> [Records to process]
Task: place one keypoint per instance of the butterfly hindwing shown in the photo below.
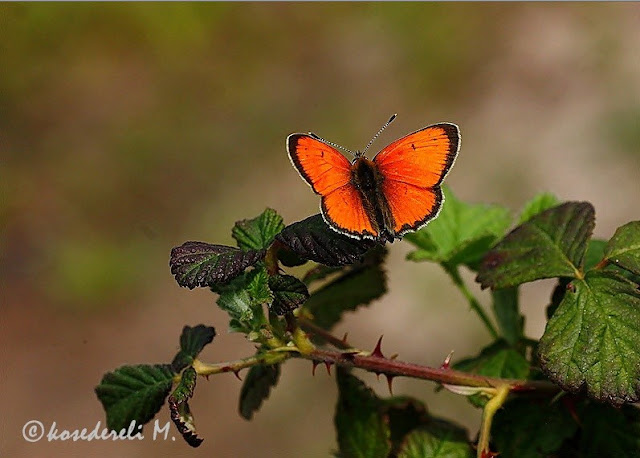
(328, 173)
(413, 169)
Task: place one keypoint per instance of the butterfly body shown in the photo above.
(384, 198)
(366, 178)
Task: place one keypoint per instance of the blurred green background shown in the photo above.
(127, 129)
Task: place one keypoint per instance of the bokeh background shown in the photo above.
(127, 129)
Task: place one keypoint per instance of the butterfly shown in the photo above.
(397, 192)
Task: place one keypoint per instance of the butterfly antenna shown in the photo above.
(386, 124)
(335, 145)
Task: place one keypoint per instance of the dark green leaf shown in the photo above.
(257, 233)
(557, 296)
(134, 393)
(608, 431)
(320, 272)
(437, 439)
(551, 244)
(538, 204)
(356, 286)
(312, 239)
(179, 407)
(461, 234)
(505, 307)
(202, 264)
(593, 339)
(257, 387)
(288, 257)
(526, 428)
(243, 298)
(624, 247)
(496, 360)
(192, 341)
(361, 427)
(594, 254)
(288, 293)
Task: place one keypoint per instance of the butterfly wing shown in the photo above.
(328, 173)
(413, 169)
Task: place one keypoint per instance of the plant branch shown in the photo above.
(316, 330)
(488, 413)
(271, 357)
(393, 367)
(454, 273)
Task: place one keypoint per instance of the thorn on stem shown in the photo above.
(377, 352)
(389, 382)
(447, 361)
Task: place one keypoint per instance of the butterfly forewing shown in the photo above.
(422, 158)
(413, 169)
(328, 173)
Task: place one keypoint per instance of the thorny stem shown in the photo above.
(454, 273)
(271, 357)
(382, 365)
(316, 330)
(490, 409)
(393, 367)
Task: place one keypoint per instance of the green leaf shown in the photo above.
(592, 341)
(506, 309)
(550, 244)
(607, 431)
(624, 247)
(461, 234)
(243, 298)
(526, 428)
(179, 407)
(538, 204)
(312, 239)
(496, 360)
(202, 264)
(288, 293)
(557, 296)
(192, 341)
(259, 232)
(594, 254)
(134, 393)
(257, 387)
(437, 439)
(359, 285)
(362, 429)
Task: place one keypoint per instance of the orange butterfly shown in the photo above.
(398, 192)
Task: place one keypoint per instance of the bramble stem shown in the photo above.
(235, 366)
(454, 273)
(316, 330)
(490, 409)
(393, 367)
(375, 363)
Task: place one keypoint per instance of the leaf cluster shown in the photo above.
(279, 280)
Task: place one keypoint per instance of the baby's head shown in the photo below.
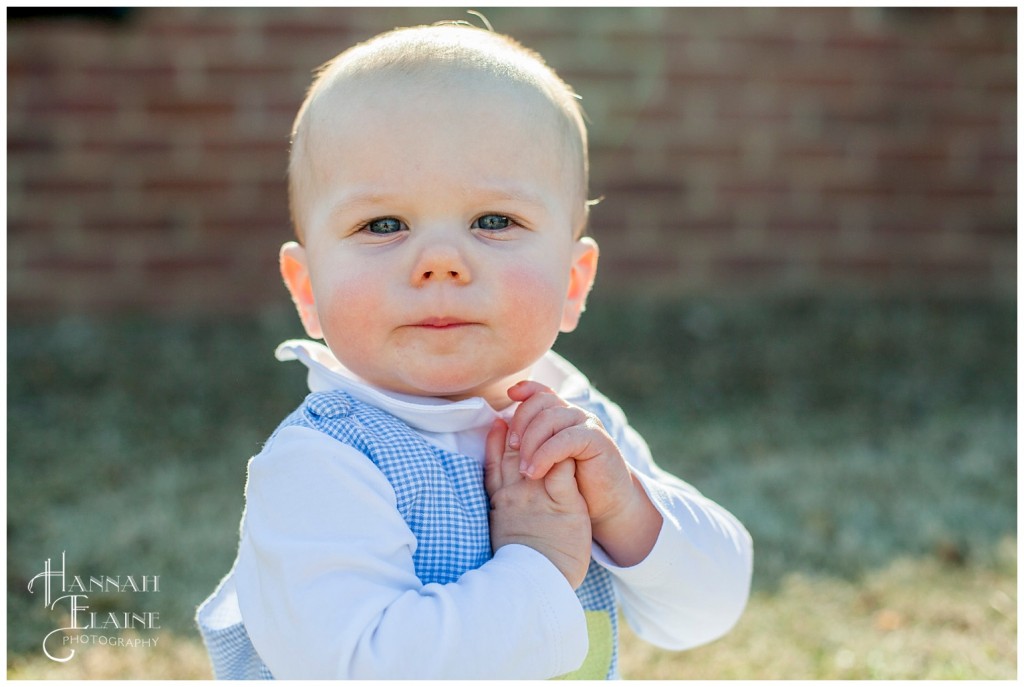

==

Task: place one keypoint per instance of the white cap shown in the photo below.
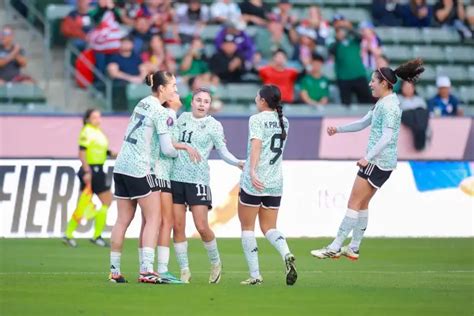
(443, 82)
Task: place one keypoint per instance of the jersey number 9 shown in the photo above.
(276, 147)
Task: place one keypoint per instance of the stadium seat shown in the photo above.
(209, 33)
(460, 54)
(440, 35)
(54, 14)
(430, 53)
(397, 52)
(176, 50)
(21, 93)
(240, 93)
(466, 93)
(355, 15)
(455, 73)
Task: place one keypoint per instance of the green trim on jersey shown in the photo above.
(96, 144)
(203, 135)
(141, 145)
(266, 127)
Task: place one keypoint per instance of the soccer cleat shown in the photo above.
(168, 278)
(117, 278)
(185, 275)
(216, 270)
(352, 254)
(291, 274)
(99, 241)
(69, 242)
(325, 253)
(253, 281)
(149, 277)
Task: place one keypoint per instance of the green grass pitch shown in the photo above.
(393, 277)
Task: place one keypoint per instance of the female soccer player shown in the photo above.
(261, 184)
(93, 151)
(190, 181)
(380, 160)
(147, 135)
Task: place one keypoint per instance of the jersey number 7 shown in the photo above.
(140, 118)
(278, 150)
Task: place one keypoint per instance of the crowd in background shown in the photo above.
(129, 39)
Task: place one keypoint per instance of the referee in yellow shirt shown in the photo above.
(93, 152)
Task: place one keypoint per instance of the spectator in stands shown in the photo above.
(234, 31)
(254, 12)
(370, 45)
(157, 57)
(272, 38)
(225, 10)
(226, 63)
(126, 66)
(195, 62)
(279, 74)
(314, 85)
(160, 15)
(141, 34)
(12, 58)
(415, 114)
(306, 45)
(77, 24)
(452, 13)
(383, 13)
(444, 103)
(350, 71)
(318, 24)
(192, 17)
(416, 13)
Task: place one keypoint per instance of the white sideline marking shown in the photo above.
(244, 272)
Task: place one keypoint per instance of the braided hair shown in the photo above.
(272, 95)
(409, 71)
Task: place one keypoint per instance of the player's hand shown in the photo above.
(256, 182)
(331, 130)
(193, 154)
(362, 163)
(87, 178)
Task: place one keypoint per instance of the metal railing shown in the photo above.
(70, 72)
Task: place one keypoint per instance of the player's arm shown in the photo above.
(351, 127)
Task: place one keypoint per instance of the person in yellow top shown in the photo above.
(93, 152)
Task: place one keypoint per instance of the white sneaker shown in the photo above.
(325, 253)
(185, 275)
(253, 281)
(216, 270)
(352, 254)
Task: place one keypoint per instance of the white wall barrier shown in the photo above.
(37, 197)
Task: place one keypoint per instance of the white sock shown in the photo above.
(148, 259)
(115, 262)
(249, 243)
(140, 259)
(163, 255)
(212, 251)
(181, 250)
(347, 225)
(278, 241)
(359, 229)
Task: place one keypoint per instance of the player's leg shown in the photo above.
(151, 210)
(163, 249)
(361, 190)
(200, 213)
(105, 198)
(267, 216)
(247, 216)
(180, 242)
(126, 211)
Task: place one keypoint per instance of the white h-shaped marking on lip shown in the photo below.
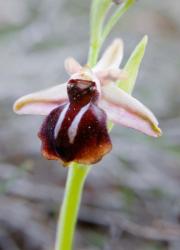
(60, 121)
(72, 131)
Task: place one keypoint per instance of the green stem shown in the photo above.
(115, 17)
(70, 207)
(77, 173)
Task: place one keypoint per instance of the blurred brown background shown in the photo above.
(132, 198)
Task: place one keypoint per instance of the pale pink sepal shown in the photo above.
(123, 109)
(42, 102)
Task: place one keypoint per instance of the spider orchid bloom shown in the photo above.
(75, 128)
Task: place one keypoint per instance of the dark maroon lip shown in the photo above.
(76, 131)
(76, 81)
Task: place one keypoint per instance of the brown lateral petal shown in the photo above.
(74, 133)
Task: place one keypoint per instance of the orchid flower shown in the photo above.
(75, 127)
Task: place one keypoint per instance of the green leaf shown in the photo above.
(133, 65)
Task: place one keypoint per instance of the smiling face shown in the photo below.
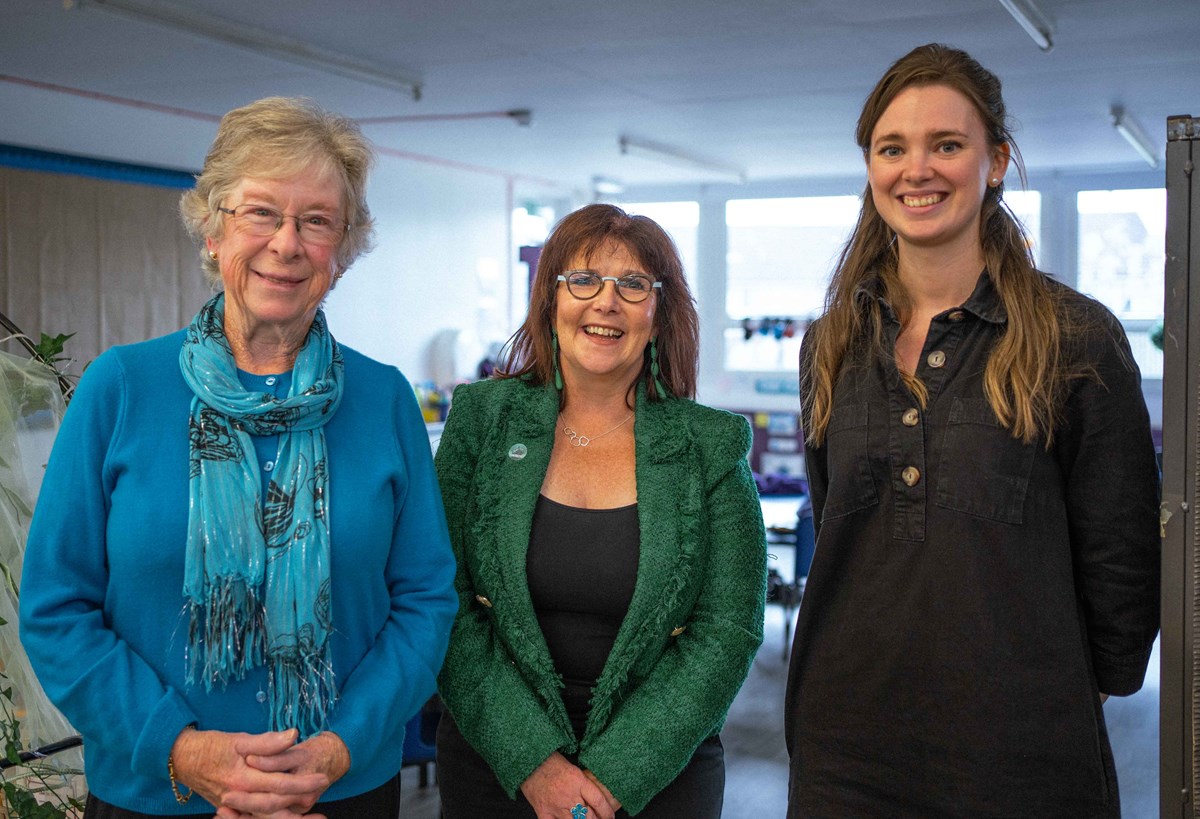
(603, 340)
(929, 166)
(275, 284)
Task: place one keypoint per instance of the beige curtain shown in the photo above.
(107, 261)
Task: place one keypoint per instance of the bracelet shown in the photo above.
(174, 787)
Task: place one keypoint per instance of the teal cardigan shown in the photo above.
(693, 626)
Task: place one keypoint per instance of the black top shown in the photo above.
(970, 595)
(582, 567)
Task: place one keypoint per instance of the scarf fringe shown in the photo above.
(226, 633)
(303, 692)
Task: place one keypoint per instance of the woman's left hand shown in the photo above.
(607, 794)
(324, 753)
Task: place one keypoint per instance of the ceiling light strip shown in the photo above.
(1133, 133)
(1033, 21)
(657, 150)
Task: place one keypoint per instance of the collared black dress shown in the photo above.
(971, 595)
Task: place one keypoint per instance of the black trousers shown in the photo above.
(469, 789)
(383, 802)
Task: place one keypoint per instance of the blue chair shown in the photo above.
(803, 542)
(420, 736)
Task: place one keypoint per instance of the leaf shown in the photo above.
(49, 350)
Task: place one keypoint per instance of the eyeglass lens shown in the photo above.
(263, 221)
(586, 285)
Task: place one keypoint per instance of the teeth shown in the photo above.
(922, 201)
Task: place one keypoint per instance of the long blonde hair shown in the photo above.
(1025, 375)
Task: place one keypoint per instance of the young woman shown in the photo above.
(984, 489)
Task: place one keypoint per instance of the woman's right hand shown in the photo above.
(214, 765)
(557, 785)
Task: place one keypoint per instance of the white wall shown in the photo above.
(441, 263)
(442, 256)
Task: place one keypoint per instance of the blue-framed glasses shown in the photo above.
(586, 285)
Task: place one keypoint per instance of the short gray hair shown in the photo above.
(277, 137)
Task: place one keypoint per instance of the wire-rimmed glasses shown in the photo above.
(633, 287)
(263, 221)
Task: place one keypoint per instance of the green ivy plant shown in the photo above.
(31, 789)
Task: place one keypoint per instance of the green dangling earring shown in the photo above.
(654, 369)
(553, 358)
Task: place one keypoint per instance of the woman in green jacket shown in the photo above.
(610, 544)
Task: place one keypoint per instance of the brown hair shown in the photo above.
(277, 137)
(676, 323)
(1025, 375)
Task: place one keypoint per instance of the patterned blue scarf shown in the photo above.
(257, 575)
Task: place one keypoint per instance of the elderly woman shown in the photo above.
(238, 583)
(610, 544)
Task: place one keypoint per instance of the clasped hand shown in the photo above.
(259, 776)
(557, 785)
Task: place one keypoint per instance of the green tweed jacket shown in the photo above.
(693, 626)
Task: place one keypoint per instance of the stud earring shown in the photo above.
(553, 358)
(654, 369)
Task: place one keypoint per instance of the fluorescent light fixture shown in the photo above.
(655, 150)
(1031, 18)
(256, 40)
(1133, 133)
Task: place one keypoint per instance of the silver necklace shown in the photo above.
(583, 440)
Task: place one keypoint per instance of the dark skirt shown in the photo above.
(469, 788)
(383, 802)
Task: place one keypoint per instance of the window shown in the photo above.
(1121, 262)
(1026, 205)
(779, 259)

> [Problem details] Find every line above that contains the string "brown" and copy each of those lines in full, treating uppercase and lowercase as different.

> [Response to the exercise]
Task: place one keypoint per instance of the blurred brown background shown in the photo above.
Task: place one keypoint per instance of the brown lateral petal shown in the photo above.
Task: place one keypoint per instance of the brown hair shown in the photo above.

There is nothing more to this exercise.